**** EXERCISE TEXT ****

February 13, 2009

Top 5 Post-Waylon Jennings Country Songs

Seven years ago today, Waylon Jennings passed away after a long bout with outlaw diabetes. In tribute to his legacy and impact on music, here is Nightrain's Top 5 post-Waylon Jennings Country Songs, in no particular order...

Hank Williams III - “Country Heroes” from Straight To Hell (2006)
The pedigree is incontestable. Hank III was born to write and sing country music, and very good country music is what he writes (in addition to his psycho-billy / punk that is... not as good as his country). This is just a great song that pays homage to all the greats: "I'm drinkin' some George Jones and a little bit of Coe / Haggard's easin' my misery and Waylon's keepin' me from home / Hank's givin' me those high times / Cash is gonna sing it low / I'm here gettin' wasted here with my country heroes." 'nuf said.

**** DATASET ENTRIES ****

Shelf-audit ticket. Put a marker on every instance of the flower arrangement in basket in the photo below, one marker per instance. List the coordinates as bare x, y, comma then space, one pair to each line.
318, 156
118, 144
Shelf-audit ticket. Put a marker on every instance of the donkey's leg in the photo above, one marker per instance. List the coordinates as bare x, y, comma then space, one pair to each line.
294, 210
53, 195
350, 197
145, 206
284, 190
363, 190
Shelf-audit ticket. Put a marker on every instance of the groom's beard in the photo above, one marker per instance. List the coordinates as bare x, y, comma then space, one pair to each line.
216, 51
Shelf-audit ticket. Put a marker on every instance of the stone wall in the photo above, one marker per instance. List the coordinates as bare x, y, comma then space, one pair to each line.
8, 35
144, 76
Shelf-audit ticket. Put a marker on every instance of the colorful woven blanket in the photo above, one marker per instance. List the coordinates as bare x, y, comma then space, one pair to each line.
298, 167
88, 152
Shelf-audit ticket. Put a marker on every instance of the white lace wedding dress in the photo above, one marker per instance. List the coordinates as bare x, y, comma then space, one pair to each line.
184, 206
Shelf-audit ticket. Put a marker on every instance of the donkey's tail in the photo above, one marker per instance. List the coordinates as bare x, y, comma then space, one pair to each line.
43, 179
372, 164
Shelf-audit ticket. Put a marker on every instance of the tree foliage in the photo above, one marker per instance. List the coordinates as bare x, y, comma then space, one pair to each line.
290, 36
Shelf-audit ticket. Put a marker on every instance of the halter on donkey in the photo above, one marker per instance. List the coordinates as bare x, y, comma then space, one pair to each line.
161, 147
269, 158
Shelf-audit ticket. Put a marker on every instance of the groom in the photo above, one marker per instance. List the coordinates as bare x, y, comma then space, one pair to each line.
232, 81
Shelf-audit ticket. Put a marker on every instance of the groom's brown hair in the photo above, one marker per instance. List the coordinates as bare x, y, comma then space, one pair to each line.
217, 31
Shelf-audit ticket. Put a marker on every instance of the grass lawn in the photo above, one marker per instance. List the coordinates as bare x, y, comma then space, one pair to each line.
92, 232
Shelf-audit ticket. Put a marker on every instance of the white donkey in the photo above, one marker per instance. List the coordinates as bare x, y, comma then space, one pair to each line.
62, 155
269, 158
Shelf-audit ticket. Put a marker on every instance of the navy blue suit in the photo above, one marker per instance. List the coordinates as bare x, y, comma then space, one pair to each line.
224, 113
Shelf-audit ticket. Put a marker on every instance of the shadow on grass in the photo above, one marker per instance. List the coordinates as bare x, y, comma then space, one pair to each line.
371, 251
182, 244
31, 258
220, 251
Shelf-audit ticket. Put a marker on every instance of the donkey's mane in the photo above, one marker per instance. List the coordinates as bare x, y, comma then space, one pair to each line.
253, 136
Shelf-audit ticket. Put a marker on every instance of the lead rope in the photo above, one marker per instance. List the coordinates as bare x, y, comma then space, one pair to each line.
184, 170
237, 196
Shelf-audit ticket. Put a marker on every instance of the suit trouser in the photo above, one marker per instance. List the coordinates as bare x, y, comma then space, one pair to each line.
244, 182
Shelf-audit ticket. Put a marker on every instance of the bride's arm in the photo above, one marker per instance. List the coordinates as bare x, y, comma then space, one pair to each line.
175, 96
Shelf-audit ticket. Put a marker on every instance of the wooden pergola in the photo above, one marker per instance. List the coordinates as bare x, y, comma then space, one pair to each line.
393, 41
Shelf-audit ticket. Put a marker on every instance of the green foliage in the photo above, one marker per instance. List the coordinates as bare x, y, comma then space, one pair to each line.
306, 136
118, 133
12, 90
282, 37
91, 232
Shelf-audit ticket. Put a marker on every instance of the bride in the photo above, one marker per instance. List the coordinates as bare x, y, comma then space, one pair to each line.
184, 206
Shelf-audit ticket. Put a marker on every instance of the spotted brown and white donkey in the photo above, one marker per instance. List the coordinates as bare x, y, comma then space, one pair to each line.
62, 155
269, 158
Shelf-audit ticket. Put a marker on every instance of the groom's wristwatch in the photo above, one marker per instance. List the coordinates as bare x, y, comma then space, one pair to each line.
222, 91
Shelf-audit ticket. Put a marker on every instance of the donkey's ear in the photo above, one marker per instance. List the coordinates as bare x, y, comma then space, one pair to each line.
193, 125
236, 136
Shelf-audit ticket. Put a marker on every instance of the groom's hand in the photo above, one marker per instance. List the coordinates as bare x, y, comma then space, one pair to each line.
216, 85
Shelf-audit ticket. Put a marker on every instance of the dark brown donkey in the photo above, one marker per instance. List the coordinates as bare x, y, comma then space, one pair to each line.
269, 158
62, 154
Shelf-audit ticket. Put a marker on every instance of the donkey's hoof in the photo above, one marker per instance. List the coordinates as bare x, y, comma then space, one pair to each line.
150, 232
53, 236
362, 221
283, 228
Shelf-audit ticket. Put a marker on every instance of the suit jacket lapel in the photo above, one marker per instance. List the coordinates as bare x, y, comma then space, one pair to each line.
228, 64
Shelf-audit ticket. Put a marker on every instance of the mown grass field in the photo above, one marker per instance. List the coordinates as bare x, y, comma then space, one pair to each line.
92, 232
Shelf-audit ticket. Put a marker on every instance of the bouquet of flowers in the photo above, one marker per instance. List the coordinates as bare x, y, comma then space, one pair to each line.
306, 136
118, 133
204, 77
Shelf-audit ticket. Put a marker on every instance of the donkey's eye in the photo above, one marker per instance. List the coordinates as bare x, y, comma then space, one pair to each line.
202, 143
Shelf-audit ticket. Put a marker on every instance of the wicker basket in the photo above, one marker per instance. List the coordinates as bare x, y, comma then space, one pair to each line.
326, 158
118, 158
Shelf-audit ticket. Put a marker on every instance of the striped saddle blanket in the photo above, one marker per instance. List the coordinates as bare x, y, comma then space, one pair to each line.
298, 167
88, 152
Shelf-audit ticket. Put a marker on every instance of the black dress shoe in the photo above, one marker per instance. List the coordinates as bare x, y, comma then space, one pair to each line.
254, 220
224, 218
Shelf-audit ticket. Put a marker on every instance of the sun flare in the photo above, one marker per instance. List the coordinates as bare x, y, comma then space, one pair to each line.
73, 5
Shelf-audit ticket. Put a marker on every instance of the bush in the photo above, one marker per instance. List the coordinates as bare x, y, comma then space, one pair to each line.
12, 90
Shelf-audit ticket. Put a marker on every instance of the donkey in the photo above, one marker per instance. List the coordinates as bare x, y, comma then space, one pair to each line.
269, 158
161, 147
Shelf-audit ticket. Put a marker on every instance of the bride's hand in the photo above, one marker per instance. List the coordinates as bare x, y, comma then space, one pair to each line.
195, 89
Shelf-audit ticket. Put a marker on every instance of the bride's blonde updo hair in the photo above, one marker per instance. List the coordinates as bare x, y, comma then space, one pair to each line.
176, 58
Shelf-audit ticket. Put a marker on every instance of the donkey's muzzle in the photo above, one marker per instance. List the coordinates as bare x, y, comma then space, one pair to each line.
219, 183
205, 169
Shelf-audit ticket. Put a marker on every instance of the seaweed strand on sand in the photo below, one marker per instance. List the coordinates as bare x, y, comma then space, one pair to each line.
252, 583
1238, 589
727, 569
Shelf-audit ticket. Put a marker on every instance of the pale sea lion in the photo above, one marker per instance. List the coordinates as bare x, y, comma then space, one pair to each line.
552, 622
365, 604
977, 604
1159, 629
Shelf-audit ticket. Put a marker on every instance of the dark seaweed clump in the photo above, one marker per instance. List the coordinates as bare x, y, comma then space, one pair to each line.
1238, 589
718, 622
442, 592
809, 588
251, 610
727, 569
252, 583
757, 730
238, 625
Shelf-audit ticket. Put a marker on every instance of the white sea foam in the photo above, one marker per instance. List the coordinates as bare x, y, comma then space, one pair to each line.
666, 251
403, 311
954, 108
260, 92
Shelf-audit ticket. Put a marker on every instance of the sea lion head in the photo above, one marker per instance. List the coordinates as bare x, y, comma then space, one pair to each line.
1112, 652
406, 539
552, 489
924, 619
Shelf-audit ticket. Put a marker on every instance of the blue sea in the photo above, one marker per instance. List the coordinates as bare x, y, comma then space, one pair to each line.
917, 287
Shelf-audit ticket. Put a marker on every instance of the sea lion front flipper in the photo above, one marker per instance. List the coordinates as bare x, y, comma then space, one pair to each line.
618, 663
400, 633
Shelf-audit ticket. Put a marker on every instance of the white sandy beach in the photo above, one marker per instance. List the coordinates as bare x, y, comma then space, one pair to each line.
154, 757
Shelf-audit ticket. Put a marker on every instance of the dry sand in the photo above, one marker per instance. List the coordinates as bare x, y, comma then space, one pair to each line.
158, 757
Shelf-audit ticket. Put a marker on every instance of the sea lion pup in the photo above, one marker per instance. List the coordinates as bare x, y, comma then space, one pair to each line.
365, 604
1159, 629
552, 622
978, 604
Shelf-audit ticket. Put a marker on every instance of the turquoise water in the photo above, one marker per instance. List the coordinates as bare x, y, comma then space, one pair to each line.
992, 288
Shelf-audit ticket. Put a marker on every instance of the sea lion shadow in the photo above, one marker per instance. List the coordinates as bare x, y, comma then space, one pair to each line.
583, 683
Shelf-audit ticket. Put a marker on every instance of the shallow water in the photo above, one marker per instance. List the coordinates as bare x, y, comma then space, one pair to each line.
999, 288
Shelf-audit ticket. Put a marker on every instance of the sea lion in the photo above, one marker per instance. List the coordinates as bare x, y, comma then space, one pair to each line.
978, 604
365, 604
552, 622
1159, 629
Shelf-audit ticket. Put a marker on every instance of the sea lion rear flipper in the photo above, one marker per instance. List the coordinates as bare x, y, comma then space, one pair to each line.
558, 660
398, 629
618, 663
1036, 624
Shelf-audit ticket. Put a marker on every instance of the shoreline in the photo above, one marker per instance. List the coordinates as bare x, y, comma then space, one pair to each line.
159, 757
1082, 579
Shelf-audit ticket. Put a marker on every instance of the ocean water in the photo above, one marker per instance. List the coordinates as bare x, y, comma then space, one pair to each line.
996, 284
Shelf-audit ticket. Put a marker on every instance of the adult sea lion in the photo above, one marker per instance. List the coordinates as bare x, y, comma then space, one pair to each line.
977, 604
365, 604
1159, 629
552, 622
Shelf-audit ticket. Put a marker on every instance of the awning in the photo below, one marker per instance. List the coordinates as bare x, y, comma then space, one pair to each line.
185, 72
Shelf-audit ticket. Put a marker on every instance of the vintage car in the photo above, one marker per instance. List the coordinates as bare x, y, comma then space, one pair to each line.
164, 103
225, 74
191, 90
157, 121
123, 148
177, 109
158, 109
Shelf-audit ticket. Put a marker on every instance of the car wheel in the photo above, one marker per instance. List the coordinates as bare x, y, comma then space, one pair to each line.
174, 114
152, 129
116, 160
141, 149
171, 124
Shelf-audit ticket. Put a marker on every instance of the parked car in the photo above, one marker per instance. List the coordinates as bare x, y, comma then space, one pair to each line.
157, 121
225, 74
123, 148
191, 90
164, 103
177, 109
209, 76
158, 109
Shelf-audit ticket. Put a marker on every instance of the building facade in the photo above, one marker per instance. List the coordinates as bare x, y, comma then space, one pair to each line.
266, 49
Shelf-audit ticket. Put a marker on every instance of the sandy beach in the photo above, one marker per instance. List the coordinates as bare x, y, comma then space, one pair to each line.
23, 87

****

■ **TASKS AND EXERCISES**:
1. Reproduce the passage from the country songs post starting with "February 13, 2009" and going on through "no particular order...".
2. According to the country songs post, on which album did Hank Williams III release "Country Heroes"?

■ **LIST OF ANSWERS**:
1.
February 13, 2009

Top 5 Post-Waylon Jennings Country Songs

Seven years ago today, Waylon Jennings passed away after a long bout with outlaw diabetes. In tribute to his legacy and impact on music, here is Nightrain's Top 5 post-Waylon Jennings Country Songs, in no particular order...

2. Straight To Hell (2006)